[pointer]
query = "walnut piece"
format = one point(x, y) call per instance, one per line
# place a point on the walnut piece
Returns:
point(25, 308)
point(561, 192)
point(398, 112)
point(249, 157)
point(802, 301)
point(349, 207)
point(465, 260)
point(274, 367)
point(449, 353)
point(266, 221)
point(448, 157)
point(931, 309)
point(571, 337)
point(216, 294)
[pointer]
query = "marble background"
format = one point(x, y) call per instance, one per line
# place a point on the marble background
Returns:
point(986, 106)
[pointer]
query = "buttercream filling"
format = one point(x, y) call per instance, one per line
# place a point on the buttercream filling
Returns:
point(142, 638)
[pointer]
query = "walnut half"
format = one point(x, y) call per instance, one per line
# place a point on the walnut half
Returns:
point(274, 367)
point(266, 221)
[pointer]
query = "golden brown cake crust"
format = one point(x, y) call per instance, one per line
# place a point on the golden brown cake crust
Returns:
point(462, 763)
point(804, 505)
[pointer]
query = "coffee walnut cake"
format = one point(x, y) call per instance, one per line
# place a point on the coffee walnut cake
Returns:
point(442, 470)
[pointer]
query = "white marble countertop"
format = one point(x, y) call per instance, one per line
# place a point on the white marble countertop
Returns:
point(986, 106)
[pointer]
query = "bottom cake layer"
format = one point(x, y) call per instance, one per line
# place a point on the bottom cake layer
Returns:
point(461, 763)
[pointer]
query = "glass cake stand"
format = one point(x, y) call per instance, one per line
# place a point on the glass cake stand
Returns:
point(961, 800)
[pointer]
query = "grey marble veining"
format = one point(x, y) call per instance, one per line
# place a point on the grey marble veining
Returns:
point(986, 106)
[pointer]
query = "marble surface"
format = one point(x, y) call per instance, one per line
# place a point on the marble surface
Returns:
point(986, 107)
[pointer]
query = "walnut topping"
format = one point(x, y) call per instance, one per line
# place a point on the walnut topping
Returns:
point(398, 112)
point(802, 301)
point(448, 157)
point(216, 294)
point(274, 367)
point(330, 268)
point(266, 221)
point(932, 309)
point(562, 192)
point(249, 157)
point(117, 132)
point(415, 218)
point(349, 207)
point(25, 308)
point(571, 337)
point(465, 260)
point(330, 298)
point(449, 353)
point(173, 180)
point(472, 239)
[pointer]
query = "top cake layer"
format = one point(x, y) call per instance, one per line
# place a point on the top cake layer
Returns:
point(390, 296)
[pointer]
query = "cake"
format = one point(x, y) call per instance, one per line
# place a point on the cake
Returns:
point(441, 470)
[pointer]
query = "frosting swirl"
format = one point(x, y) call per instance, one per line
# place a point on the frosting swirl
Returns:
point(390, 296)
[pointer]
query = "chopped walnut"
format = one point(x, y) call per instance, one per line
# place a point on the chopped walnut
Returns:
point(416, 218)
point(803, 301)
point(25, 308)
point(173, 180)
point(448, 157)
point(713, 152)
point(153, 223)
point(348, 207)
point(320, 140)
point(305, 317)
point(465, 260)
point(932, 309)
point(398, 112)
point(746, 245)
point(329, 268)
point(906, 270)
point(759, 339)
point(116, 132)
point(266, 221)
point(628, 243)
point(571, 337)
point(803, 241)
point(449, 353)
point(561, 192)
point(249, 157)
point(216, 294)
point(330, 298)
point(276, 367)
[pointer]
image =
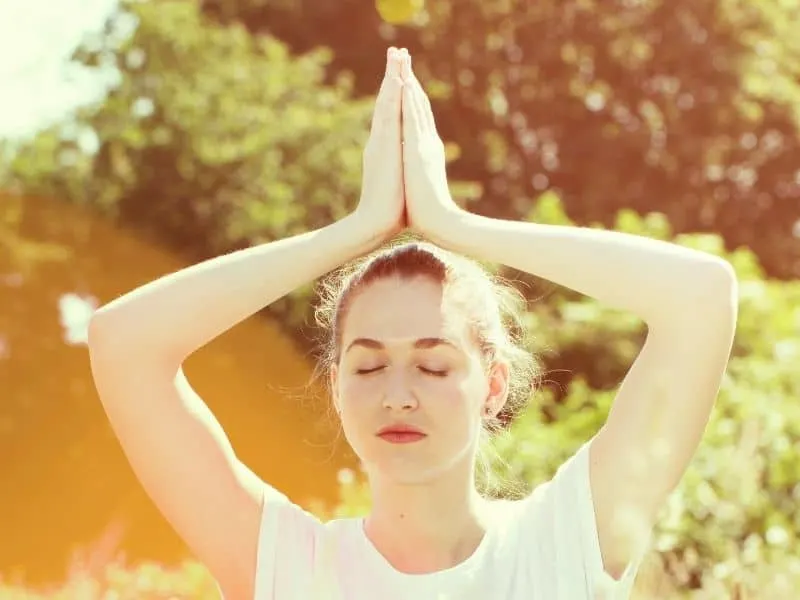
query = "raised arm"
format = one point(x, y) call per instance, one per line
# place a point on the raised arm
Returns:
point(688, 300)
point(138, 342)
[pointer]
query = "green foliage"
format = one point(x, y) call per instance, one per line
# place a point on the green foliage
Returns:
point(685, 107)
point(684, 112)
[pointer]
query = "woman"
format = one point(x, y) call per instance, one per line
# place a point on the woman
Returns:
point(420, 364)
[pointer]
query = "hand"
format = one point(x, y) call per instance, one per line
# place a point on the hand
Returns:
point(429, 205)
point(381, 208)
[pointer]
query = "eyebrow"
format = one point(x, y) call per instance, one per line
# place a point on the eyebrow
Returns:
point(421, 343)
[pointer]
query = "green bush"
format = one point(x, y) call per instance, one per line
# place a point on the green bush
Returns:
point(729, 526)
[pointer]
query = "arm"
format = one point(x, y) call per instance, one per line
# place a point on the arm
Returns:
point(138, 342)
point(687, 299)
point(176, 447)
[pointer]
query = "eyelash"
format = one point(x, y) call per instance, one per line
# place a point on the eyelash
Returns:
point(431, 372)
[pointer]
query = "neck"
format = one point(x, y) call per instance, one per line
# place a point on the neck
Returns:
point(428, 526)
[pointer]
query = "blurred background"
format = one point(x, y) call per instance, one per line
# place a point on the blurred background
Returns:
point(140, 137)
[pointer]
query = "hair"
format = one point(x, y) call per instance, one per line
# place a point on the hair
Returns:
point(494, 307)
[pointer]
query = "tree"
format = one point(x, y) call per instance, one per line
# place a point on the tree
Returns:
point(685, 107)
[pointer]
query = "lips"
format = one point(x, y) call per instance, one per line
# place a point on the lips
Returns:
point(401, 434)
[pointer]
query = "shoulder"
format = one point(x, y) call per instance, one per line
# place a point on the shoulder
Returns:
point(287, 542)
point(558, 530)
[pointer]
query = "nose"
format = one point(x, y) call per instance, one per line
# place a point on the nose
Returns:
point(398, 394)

=====

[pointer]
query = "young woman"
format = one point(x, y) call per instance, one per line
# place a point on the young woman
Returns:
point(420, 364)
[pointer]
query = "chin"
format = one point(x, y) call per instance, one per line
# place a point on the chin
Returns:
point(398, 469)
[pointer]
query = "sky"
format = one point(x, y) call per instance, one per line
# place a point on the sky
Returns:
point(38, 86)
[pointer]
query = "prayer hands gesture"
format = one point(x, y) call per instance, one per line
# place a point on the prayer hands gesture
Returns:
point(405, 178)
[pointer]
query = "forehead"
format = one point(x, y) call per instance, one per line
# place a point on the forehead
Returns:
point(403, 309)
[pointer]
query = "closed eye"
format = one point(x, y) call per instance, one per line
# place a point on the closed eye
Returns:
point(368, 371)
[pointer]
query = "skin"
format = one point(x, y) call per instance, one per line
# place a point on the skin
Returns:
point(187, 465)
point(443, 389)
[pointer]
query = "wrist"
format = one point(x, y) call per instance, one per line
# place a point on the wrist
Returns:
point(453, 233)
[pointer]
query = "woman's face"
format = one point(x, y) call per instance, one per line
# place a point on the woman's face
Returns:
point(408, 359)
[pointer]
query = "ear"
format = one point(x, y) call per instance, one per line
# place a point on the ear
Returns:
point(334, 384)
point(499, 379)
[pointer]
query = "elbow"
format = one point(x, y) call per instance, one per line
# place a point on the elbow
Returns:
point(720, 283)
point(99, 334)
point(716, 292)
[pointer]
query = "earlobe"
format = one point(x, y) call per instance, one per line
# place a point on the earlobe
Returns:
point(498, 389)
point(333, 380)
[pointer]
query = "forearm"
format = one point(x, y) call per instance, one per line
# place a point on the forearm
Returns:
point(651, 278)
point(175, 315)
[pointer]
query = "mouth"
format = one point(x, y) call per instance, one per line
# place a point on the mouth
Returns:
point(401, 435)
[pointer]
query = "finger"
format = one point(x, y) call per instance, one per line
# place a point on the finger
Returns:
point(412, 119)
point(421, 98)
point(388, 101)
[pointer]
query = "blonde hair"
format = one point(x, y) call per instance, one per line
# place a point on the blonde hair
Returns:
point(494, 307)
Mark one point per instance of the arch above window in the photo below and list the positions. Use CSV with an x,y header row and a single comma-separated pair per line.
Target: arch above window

=====

• **WORK TO COMPLETE**
Select and copy every line of the material that holds the string "gesture".

• **WRITTEN REPLY**
query = "prayer hands gesture"
# place a point on the prayer hands gesture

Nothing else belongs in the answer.